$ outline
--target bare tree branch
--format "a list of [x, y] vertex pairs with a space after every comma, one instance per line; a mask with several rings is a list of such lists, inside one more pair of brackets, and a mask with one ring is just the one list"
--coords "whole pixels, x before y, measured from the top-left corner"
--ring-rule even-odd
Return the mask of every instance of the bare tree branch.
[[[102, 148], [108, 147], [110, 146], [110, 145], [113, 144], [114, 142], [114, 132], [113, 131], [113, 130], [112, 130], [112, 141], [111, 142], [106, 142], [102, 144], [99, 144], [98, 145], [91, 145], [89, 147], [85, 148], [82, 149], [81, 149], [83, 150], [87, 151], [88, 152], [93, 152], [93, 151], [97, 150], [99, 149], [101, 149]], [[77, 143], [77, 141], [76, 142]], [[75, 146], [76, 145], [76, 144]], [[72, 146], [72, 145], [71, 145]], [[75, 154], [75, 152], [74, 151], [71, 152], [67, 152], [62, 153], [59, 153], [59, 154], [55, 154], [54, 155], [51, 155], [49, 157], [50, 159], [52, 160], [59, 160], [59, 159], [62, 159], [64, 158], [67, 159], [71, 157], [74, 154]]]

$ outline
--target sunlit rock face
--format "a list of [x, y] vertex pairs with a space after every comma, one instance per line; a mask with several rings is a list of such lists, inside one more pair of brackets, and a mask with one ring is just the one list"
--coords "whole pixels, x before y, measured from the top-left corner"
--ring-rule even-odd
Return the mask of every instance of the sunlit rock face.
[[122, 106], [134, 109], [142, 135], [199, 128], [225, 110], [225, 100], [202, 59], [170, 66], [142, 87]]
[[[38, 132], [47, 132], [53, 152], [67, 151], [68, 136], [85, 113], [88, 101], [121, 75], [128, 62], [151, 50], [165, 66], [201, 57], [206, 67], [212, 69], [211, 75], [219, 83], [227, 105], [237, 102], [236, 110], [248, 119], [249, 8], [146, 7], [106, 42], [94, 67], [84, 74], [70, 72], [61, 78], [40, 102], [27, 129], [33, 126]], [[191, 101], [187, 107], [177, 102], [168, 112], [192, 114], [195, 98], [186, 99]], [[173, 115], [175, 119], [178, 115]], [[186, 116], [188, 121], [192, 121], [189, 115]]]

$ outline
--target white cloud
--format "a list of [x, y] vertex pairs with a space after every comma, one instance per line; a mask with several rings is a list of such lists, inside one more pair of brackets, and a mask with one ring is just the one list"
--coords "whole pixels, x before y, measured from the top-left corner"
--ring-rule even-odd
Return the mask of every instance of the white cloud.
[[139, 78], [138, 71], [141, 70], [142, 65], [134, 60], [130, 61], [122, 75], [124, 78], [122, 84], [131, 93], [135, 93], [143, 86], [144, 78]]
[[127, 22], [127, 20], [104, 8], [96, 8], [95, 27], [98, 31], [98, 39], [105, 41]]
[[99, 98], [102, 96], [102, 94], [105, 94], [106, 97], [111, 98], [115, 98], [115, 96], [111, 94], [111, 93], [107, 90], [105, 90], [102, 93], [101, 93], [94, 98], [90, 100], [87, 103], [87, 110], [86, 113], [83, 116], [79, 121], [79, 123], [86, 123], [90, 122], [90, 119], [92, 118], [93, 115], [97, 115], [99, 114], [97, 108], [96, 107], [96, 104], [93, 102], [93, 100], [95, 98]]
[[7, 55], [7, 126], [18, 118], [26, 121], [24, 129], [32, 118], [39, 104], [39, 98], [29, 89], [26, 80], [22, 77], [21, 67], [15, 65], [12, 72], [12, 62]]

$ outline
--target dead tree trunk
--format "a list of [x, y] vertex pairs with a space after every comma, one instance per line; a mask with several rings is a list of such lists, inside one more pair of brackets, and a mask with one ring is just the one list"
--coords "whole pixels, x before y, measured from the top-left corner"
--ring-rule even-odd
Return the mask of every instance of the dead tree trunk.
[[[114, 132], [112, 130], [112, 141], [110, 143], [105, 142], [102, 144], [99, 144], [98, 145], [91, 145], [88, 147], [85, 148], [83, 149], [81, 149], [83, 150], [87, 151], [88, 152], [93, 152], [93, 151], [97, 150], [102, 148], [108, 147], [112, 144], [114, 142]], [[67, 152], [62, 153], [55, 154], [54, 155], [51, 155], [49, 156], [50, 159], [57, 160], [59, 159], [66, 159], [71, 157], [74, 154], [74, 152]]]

|---|

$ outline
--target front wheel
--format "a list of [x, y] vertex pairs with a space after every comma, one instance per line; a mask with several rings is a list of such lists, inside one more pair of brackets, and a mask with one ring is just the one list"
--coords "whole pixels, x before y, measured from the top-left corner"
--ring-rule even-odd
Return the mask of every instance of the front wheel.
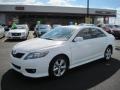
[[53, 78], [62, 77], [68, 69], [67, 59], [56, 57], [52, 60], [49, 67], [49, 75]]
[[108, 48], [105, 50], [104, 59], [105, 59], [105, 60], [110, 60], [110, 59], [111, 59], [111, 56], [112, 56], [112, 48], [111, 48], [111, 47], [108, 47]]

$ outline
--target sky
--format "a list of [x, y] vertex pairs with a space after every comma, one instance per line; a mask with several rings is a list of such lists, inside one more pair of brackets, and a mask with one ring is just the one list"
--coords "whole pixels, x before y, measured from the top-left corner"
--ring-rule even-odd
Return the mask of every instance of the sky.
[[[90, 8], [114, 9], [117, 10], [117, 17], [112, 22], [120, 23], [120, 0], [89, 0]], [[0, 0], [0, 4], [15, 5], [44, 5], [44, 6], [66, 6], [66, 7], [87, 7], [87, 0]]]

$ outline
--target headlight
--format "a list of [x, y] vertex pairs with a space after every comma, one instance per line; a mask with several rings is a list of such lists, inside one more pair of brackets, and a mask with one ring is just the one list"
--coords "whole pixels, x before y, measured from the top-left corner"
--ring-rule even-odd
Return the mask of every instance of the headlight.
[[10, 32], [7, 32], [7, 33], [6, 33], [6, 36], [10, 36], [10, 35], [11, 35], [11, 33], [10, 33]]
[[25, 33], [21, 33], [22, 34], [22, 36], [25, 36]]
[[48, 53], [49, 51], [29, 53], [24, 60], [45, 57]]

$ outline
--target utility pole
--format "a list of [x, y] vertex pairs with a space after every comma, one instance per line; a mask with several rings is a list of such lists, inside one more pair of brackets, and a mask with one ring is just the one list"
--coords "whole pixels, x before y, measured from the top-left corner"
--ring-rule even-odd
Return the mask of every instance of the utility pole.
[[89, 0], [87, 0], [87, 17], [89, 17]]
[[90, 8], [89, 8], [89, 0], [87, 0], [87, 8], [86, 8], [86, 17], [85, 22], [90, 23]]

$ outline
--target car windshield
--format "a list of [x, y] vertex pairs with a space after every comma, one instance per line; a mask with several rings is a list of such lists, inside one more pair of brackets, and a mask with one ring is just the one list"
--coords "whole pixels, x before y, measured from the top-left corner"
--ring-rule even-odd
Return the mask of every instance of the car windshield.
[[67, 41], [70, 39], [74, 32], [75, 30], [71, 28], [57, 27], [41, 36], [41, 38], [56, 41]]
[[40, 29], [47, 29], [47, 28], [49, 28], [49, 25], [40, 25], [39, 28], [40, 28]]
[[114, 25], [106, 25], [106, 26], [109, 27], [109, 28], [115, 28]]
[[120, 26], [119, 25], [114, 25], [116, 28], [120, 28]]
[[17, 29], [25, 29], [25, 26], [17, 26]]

|---|

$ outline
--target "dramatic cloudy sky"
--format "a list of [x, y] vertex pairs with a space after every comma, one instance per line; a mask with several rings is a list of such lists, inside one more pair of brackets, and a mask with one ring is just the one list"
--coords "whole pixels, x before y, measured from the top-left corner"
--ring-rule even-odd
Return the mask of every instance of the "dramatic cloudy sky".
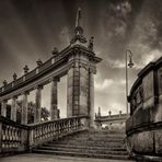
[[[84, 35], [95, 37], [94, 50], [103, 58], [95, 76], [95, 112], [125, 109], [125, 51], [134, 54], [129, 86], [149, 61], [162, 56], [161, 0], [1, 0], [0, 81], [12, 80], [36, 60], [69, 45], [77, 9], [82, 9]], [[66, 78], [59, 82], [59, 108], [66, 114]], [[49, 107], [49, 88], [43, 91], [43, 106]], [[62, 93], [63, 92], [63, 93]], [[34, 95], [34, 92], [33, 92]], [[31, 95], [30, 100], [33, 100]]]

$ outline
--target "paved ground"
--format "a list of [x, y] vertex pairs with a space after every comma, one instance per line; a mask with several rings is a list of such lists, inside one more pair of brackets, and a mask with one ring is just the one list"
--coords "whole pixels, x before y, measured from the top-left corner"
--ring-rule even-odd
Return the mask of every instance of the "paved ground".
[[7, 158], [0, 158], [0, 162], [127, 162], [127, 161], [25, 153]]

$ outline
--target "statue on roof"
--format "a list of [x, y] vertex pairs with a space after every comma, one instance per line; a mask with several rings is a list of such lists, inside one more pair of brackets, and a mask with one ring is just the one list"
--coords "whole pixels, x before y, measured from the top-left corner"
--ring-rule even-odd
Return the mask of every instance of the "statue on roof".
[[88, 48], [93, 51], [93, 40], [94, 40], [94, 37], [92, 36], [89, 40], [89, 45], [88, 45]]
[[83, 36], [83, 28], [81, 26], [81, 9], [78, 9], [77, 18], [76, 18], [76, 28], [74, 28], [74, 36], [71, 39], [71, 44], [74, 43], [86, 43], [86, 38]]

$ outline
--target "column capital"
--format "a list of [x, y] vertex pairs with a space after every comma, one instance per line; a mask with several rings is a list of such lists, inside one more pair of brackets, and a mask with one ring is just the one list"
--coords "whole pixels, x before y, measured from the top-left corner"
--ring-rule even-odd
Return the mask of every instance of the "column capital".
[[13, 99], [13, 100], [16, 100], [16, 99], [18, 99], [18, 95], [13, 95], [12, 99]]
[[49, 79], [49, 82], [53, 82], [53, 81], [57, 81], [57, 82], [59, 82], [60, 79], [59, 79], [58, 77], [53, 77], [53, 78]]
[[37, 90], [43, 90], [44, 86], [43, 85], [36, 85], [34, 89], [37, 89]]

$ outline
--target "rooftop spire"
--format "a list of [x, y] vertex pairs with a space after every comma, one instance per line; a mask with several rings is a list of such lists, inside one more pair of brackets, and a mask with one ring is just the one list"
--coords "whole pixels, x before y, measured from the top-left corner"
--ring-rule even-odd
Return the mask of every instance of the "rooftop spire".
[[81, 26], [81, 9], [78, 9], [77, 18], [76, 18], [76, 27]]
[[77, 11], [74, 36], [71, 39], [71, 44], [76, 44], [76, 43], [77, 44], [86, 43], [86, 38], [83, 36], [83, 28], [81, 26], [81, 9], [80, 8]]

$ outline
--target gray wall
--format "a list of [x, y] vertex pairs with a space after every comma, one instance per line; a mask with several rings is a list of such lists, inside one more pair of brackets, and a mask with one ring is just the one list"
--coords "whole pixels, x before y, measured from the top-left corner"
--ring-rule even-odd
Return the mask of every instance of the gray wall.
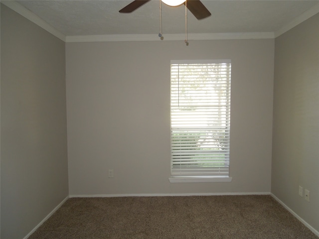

|---|

Requirements. From the items above, copy every line that contains the word "ground". Case counts.

Correct response.
--target "paved ground"
Return the mask of every instance of the "paved ground".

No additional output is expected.